- _Point-per-instance localization data_
################
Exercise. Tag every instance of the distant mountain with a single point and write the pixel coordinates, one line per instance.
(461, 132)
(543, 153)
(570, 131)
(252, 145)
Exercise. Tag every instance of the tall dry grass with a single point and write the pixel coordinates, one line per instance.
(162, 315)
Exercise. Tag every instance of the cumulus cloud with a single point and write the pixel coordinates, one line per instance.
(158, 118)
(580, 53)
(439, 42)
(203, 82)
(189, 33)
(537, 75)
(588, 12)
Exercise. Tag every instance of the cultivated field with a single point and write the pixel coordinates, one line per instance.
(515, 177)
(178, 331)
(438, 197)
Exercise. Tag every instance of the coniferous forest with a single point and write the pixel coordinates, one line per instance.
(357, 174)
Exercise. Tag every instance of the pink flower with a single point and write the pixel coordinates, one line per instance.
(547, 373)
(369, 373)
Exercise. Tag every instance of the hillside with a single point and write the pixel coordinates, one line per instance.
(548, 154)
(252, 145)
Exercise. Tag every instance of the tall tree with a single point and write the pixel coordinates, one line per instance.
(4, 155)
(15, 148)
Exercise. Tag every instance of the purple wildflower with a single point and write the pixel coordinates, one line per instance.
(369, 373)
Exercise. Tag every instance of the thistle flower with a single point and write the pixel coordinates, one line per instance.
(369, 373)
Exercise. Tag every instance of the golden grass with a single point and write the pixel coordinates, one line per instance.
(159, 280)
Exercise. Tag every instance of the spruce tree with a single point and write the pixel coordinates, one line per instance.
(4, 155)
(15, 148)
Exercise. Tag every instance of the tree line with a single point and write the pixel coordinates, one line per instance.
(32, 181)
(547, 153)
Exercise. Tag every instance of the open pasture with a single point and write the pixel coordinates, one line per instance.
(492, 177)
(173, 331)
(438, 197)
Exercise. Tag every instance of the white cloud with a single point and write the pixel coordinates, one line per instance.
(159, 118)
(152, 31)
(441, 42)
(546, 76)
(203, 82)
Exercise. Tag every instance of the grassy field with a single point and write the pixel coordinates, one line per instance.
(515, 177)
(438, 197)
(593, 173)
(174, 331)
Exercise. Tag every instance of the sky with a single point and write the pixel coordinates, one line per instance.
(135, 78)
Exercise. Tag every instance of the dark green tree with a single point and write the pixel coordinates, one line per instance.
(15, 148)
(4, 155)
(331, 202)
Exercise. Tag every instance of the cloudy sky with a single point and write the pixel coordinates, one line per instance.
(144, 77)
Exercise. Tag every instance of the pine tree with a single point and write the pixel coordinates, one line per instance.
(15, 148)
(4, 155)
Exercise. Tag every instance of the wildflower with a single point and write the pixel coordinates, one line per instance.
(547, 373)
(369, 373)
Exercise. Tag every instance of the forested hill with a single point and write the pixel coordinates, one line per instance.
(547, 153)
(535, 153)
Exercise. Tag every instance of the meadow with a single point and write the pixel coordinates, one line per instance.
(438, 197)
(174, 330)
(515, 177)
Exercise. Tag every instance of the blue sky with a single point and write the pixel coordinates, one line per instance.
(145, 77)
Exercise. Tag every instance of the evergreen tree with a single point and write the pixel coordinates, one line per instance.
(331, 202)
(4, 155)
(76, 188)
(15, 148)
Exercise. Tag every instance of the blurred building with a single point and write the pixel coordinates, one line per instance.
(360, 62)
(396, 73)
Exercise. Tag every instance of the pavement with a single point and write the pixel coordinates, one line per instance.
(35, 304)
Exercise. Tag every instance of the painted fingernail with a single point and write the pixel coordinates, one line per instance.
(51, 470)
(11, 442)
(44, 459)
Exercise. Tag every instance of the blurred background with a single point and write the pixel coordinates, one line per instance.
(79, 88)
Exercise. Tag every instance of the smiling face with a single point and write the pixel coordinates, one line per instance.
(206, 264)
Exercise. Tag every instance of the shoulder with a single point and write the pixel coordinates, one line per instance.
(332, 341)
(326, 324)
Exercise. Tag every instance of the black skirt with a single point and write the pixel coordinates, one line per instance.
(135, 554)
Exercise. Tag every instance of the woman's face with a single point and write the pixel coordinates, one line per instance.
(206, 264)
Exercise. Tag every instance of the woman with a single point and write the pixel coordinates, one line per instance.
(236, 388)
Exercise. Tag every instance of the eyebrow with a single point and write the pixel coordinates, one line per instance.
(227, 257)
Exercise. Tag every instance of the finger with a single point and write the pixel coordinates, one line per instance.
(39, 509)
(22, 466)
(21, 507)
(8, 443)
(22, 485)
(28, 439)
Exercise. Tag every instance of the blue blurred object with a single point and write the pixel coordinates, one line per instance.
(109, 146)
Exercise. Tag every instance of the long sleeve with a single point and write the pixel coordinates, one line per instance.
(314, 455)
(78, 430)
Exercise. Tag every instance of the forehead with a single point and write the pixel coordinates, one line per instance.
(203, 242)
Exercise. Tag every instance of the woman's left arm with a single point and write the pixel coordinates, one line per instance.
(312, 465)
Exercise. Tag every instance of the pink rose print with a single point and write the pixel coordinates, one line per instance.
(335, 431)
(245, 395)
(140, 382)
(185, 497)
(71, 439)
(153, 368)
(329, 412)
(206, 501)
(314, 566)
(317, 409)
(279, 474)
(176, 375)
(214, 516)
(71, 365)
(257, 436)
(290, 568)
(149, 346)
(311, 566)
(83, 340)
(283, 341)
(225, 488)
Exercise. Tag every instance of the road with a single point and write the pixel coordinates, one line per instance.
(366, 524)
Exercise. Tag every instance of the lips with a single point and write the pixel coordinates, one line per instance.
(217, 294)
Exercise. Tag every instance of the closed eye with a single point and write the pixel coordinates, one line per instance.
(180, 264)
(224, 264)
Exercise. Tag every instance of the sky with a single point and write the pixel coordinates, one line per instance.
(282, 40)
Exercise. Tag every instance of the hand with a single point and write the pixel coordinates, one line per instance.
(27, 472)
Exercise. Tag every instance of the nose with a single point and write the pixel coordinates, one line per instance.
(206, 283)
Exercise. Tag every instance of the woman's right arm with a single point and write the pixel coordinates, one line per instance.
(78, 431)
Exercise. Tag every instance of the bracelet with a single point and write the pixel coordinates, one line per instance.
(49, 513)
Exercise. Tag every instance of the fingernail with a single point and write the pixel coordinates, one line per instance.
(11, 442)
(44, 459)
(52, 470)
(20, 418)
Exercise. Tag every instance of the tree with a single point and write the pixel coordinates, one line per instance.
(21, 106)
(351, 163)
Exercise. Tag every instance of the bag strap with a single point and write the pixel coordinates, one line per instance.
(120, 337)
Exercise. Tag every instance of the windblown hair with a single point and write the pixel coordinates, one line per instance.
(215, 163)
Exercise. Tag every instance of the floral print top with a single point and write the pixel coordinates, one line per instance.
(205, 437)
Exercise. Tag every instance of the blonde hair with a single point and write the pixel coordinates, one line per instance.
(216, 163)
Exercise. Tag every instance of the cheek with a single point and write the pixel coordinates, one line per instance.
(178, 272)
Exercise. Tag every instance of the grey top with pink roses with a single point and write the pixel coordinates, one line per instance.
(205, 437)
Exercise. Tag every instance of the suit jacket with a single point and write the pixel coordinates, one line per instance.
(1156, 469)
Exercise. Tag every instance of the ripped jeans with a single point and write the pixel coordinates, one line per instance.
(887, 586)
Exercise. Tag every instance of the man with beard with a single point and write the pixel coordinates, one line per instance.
################
- _Work instructions_
An exact repeat of all the records is required.

- _Exercise result_
Exercise. Tag every instance of the distant mountain with a single point and write the pixel coordinates, one line per instance.
(461, 132)
(543, 153)
(570, 131)
(252, 145)
Exercise. Tag every instance of the tall dry grass with a single point and write the pixel coordinates, one line per instance.
(162, 315)
Exercise. Tag every instance of the cumulus cloud with a single point and write the pixel coordinates, one line per instance.
(158, 118)
(580, 53)
(439, 42)
(203, 82)
(189, 33)
(537, 75)
(588, 12)
Exercise. Tag every instance of the cultivated field with a single point and write the pixel coordinates, one line per instance.
(515, 177)
(178, 331)
(438, 197)
Exercise. Tag every instance of the coniferous forest with a single point and write the pixel coordinates, one line per instance.
(357, 174)
Exercise. Tag every instance of the pink flower with a single point and write the pixel coordinates, one line per instance.
(547, 373)
(369, 373)
Exercise. Tag every instance of the hillside with a single point and write the pixel coordinates, one line per instance.
(548, 154)
(252, 145)
Exercise. Tag every instance of the tall tree with a single point and write the pixel coordinates, one line per instance.
(4, 155)
(15, 148)
Exercise. Tag every instance of the purple wildflower with a single point and write the pixel coordinates, one line per instance.
(369, 373)
Exercise. Tag every instance of the thistle flower with a single point and write the pixel coordinates, one line per instance.
(369, 373)
Exercise. Tag every instance of the golden grass with a single point and write the pixel coordinates, one line per instance.
(159, 280)
Exercise. Tag every instance of the spruce tree with a single point and write the pixel coordinates, one line per instance.
(4, 155)
(15, 148)
Exercise. Tag every instance of the tree line with a single point and write the pixel coordinates, one line per instance.
(32, 181)
(547, 153)
Exercise. Tag every instance of the open pasture with a single point and write the pixel coordinates, one line per instance.
(492, 177)
(173, 331)
(438, 197)
Exercise. Tag every instance of the white cloud with a single point and write the pixel coordinates, one line per instance.
(159, 118)
(152, 31)
(441, 42)
(546, 76)
(203, 82)
Exercise. Tag every instance of the grassy field with a single point and write the pixel coordinates, one line per instance.
(515, 177)
(438, 197)
(593, 173)
(174, 331)
Exercise. Tag every instance of the sky with a single point and write the pixel coordinates, one line per instance.
(135, 78)
Exercise. Tag every instance of the dark green tree with a single point and write the pixel coordinates, one line per instance.
(15, 148)
(4, 155)
(331, 202)
Exercise. Tag every instance of the cloudy sky with a single point and write the pixel coordinates, one line per instance.
(144, 77)
Exercise. Tag every instance of the pine tree with a single point and write the pixel coordinates, one line per instance.
(15, 148)
(4, 155)
Exercise. Tag every instance of the wildflower with a single point and write the pixel coordinates, one line per instance.
(547, 373)
(369, 373)
Exercise. Tag every instance of the forested hill with a single point and write the pixel coordinates, one line per instance.
(547, 153)
(535, 153)
Exercise. Tag every instance of the meadow with a single point and write the pixel coordinates, one line per instance.
(438, 197)
(174, 330)
(515, 177)
Exercise. Tag every instance of the blue sky with a single point and write the pixel coordinates, one line per instance.
(145, 77)
Exercise. Tag every instance of the evergreen tree with a single point and write the pixel coordinates, one line per instance.
(331, 202)
(4, 155)
(76, 188)
(15, 148)
Exercise. Tag every instance of the blurred building with a single point and write the pixel coordinates, one line per instance.
(360, 62)
(396, 73)
Exercise. Tag every instance of the pavement with a single point and write the pixel coordinates, one line per instance.
(35, 304)
Exercise. Tag every instance of the painted fingernail with a single point and write the pixel coordinates, one line per instance.
(51, 470)
(11, 442)
(44, 459)
Exercise. Tag every instance of the blurred background with a single point and write the pixel coordinates, one line per instance.
(79, 88)
Exercise. Tag every instance of the smiling face with a single point and write the pixel coordinates, one line per instance.
(206, 264)
Exercise. Tag every instance of the shoulder with a single point and write the pixel coordinates, one line per instance.
(332, 341)
(326, 324)
Exercise. Tag every instance of the black skirt with a single point and write the pixel coordinates, one line per instance.
(135, 554)
Exercise. Tag every instance of the woman's face with a single point and write the pixel coordinates, one line per instance.
(206, 264)
Exercise. Tag every instance of the woman with a single point and write the pixel coordinates, one line per instance.
(236, 388)
Exercise. Tag every instance of the eyebrow with a single point and write the pixel coordinates, one line per instance.
(227, 257)
Exercise. Tag every instance of the finger with a single point and write the pixel coordinates, one line per instance.
(39, 509)
(22, 466)
(21, 507)
(8, 443)
(22, 485)
(28, 439)
Exercise. Tag every instance of the blue blurred object with a single point and write the pixel coordinates, one line per instance.
(109, 146)
Exercise. Tag every instance of the long sleeve with a single point and write the pixel coordinates, one line per instance.
(314, 455)
(78, 430)
Exercise. Tag every instance of the forehead with a single point and write the pixel coordinates, one line per instance.
(203, 242)
Exercise. Tag every instance of the woman's left arm with a single point and write the pixel coordinates, one line per instance.
(312, 465)
Exercise. Tag every instance of the pink rose print with a single point and write the pixel coordinates, one line per instance.
(335, 431)
(245, 395)
(140, 382)
(185, 497)
(71, 439)
(153, 368)
(329, 412)
(206, 501)
(314, 566)
(317, 409)
(279, 474)
(176, 375)
(214, 516)
(71, 365)
(257, 436)
(290, 568)
(149, 346)
(311, 566)
(83, 340)
(283, 341)
(225, 488)
Exercise. Tag every instance of the road with a single point and write the pixel coordinates, one line per instance.
(366, 524)
Exercise. Tag every instance of the lips with a single point and write the pixel coordinates, one line per instance.
(217, 294)
Exercise. Tag every instance of the closed eye with a single point and write the pixel coordinates, one line per instance.
(180, 264)
(224, 264)
Exercise. Tag every instance of the sky with a single point and write the pixel coordinates, one line per instance.
(282, 40)
Exercise. Tag every instance of the hand with a single point and write the pixel coordinates, one line per instance.
(27, 472)
Exercise. Tag every instance of the nose with a single point and write the pixel coordinates, one line per instance.
(206, 283)
Exercise. Tag every instance of the woman's right arm with a single point and write the pixel coordinates, one line per instance.
(78, 431)
Exercise. Tag every instance of the bracelet with a single point and write the pixel coordinates, one line per instance.
(49, 513)
Exercise. Tag every instance of the fingernail with a single point and write the pixel coordinates, one line per instance.
(11, 442)
(44, 459)
(52, 470)
(20, 418)
Exercise. Tag every instance of the tree with a single point and write the pixel coordinates, one line per instance.
(21, 106)
(351, 163)
Exercise. Tag every instance of the bag strap with a single point and write the pixel coordinates, one line per instance.
(120, 337)
Exercise. Tag every instance of the windblown hair with a single point and write the pixel coordinates, one line per instance.
(215, 163)
Exercise. Tag every instance of the floral print top with a single point and write the pixel coordinates, one line per instance.
(205, 437)
Exercise. Tag every instance of the blonde hair with a single point and write the pixel coordinates, one line per instance.
(216, 163)
Exercise. Tag every instance of the cheek with a single point and write the pixel coordinates, one line per instance.
(178, 272)
Exercise. Tag every instance of the grey top with pink roses with a single point and write the pixel coordinates, one line per instance.
(205, 437)
Exercise. Tag every instance of the suit jacket with a single point and write the pixel coordinates, one line per instance.
(1156, 469)
Exercise. Tag every instance of the ripped jeans with a single point and write the pixel coordinates, one line per instance.
(887, 586)
Exercise. Tag every instance of the man with beard with a single point and write the pixel coordinates, one line per instance.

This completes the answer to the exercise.